La disparition de Majorana / Leonardo Sciascia ; traduit de l'italien par Mario Fusco. - Paris : Allia, 2012. - 110 p. ; 19 cm. - (Les Lettres nouvelles).
ISBN 978-2-84485-431-5
I will show you fear in a handful of dust, dit le poète (T.S. Eliot, The Waste Land, I, 30). Et nous croyons que Majorana a vu cette épouvante dans une poignée d'atomes.

p. 74

Né à Catane 1 en 1906, Ettore Majorana obtient en 1929 un doctorat en physique théorique, et très vite on le tient pour un des plus remarquables spécialistes des disciplines de l'atome. Enrico Fermi — prix Nobel de physique en 1938 —, affirmera : « Il y a les génies comme Galilée et Newton. Eh bien, Majorana était un de ceux-là. Majorana avait ce que ne possède aucun autre au monde » 2.

Dans la nuit du 26 au 27 mars 1938, au terme d'un bref séjour en Sicile, Ettore Majorana disparaît après avoir annoncé son intention de mettre fin à ses jours. Il ne sera jamais retrouvé. Intrigué par cette aventure peu commune autant que par la personnalité du savant, Leonardo Sciascia mène une enquête qu'il présente comme un « roman policier philosophique ».

Sciascia relève, dans un premier temps, l'exceptionnelle précocité de Majorana et son apparent dilettantisme ; en effet celui-ci semble en permanence soucieux de prendre de la distance avec l'objet de ses recherches, comme s'il hésitait à les mener à leur terme. Sciascia évoque à ce propos le souvenir de Stendhal, autre génie précoce, qui « tente de se soustraire à l'œuvre, à l'œuvre qui, une fois conclue, conclut. Qui conclut sa vie » 3.

Mais c'est au-delà que Sciascia pense trouver une explication propre à éclairer d'une part cette réticence à conclure et, d'autre part, la mystérieuse disparition du savant. Majorana aurait pressenti les ultimes et terrifiants aboutissements des travaux qu'il avait entrepris — arriver à ses fins aurait pour conséquence directe de contribuer à doter l'humanité d'une effroyable capacité de destruction, voire d'auto-destruction.

Au terme de son enquête, Sciascia est convaincu que Majorana pouvait mener avec succès de telles recherches ; mais au point où il était parvenu en 1938, il pouvait également imaginer avec précision leur terrifiant aboutissement. Avancer en connaissance de causes sur une telle voie était plus qu'il ne pouvait moralement assumer. Qu'il se soit suicidé ou qu'il se soit retiré du monde est une autre question, que Sciascia n'esquive pas ; il soumet une hypothèse séduisante à l'appui de l'éventualité d'une retraite.

# [Lignes de données]

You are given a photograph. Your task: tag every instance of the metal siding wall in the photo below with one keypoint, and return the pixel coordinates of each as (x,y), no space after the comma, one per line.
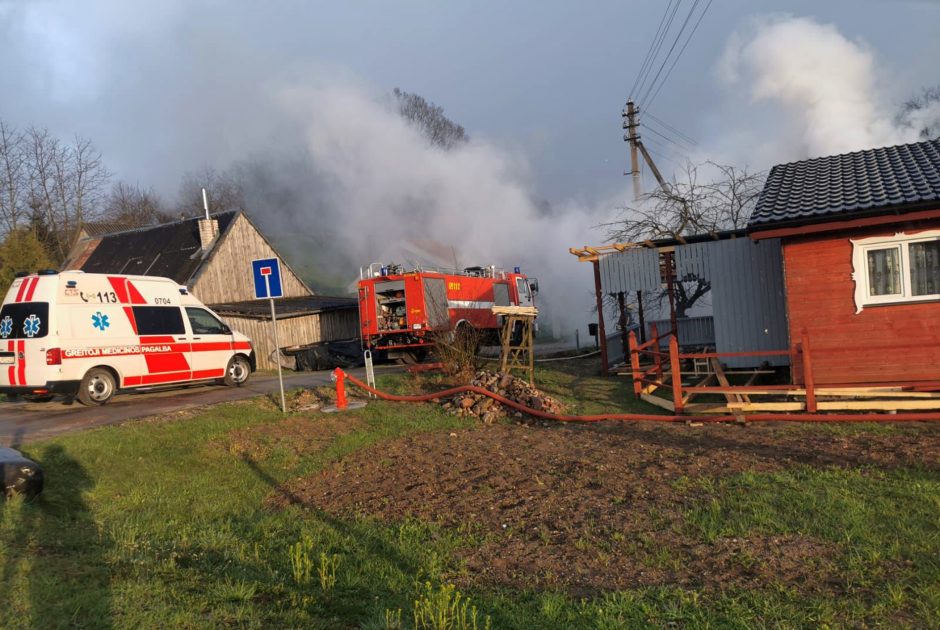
(692,260)
(630,270)
(748,299)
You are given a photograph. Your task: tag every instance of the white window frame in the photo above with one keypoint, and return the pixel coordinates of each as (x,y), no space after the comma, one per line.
(900,241)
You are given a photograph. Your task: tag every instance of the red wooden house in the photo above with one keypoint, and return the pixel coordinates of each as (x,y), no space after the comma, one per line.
(860,234)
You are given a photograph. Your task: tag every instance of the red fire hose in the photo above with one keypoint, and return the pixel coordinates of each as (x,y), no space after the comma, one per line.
(339,375)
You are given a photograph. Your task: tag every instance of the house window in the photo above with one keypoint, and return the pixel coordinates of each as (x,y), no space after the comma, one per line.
(896,269)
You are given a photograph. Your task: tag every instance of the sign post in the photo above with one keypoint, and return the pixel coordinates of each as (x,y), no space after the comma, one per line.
(267,280)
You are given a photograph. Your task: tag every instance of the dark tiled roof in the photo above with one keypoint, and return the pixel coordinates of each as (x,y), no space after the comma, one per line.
(171,250)
(864,183)
(286,307)
(96,229)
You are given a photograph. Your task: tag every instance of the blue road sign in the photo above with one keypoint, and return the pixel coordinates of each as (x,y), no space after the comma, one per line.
(267,276)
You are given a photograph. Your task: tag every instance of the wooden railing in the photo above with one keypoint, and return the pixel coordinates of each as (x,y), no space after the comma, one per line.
(648,379)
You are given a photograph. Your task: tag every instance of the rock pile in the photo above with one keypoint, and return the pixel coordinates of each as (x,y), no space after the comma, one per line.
(506,385)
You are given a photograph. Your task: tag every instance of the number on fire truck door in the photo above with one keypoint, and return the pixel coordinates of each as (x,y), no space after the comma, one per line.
(522,288)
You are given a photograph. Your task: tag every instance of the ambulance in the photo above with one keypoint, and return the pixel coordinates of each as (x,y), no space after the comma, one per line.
(91,335)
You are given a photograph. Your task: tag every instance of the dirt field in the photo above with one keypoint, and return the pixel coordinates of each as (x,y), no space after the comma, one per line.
(591,508)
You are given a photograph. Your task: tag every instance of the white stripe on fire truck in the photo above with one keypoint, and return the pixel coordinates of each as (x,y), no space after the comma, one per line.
(469,304)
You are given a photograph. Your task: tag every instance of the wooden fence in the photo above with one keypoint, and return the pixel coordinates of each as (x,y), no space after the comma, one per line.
(653,368)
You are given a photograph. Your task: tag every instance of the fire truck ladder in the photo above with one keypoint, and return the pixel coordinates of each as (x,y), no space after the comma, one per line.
(517,339)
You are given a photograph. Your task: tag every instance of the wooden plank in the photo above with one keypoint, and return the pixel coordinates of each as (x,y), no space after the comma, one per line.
(723,380)
(659,402)
(878,405)
(701,383)
(752,406)
(704,408)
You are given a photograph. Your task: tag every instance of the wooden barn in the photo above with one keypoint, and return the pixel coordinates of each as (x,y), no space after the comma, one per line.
(860,235)
(212,258)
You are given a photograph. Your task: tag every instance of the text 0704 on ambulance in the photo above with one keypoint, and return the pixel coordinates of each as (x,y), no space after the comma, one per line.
(91,335)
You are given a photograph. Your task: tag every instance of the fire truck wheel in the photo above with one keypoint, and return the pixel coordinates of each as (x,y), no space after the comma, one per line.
(237,372)
(97,387)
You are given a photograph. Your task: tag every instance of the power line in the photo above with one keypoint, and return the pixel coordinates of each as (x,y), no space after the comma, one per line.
(658,43)
(669,127)
(666,138)
(695,28)
(669,54)
(649,50)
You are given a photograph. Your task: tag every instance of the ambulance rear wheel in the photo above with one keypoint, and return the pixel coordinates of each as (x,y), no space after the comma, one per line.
(237,372)
(97,387)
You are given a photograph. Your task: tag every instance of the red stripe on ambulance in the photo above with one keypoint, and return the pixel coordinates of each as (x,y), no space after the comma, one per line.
(166,362)
(11,347)
(22,290)
(22,360)
(31,290)
(134,294)
(130,317)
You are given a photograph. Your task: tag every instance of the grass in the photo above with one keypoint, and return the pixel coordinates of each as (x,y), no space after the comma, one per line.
(158,524)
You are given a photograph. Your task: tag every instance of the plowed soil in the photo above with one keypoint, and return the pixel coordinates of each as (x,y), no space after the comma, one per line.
(600,507)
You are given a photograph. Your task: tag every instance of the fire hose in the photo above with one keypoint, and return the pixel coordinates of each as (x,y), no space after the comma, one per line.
(340,376)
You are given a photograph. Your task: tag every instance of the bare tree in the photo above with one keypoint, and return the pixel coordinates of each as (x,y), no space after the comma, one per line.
(430,120)
(922,113)
(132,206)
(689,206)
(14,182)
(66,184)
(224,191)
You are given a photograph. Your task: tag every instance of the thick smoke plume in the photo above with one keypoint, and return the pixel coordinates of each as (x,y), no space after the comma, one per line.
(831,95)
(365,186)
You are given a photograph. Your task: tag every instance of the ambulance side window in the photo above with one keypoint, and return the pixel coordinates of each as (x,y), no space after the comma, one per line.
(204,323)
(159,320)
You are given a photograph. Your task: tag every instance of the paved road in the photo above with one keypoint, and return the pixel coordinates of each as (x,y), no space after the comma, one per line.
(22,422)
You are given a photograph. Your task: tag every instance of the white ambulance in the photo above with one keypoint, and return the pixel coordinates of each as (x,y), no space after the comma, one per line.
(89,335)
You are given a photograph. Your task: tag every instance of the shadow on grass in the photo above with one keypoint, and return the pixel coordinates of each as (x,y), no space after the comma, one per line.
(53,571)
(371,540)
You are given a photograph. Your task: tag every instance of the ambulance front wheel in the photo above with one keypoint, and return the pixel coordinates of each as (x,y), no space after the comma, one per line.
(237,372)
(97,387)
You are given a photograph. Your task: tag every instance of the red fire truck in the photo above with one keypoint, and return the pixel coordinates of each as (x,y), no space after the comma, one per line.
(400,310)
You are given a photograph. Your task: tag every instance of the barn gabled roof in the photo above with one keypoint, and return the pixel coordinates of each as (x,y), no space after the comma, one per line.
(887,180)
(171,250)
(286,307)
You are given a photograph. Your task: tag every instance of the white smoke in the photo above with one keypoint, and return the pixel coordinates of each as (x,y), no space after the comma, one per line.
(378,185)
(831,94)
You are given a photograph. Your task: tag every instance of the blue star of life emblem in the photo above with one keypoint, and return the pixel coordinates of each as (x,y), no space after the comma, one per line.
(31,326)
(100,321)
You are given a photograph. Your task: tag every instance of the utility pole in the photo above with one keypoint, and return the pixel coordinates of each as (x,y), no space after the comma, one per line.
(630,124)
(636,148)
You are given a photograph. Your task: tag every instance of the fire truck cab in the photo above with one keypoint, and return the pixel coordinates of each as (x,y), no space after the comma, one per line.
(401,310)
(90,335)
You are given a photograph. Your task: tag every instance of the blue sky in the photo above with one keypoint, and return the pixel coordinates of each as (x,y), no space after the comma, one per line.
(167,87)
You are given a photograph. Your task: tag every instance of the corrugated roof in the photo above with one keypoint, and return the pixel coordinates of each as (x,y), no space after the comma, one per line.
(170,250)
(863,183)
(286,307)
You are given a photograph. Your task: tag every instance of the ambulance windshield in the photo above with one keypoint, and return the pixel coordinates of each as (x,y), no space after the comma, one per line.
(26,320)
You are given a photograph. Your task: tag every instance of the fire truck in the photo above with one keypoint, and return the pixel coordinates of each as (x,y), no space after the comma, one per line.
(401,311)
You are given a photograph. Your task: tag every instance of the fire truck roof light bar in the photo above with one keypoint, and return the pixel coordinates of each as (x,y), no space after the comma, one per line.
(376,270)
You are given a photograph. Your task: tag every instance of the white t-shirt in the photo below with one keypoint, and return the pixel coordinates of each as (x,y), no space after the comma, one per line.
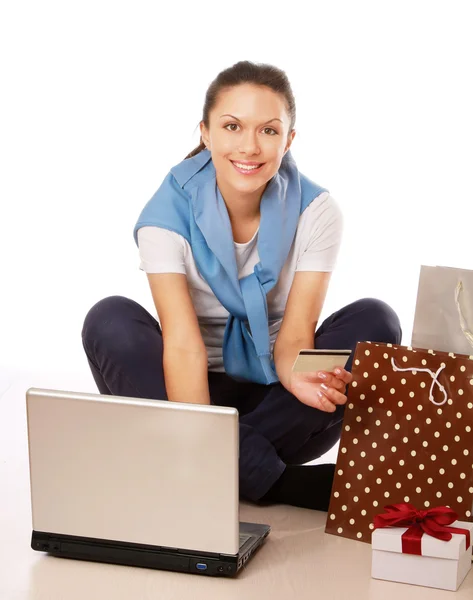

# [À faire]
A. Résumez en deux phrases le texte sur la disparition de Majorana.
B. Recopiez fidèlement le passage du texte sur la disparition de Majorana qui commence par les mots contenant « Au terme de » et se termine par « l'éventualité d'une retraite. ».

# [Corrigé]
A. Le physicien Ettore Majorana, tenu pour un génie, disparaît dans la nuit du 26 au 27 mars 1938 sans jamais être retrouvé, et Leonardo Sciascia mène une enquête sur cette affaire. Sciascia pense que Majorana avait pressenti le terrifiant aboutissement de ses recherches, une capacité de destruction qu'il ne pouvait moralement assumer, et il soumet une hypothèse à l'appui d'une retraite hors du monde.

B.
Au terme de son enquête, Sciascia est convaincu que Majorana pouvait mener avec succès de telles recherches ; mais au point où il était parvenu en 1938, il pouvait également imaginer avec précision leur terrifiant aboutissement. Avancer en connaissance de causes sur une telle voie était plus qu'il ne pouvait moralement assumer. Qu'il se soit suicidé ou qu'il se soit retiré du monde est une autre question, que Sciascia n'esquive pas ; il soumet une hypothèse séduisante à l'appui de l'éventualité d'une retraite.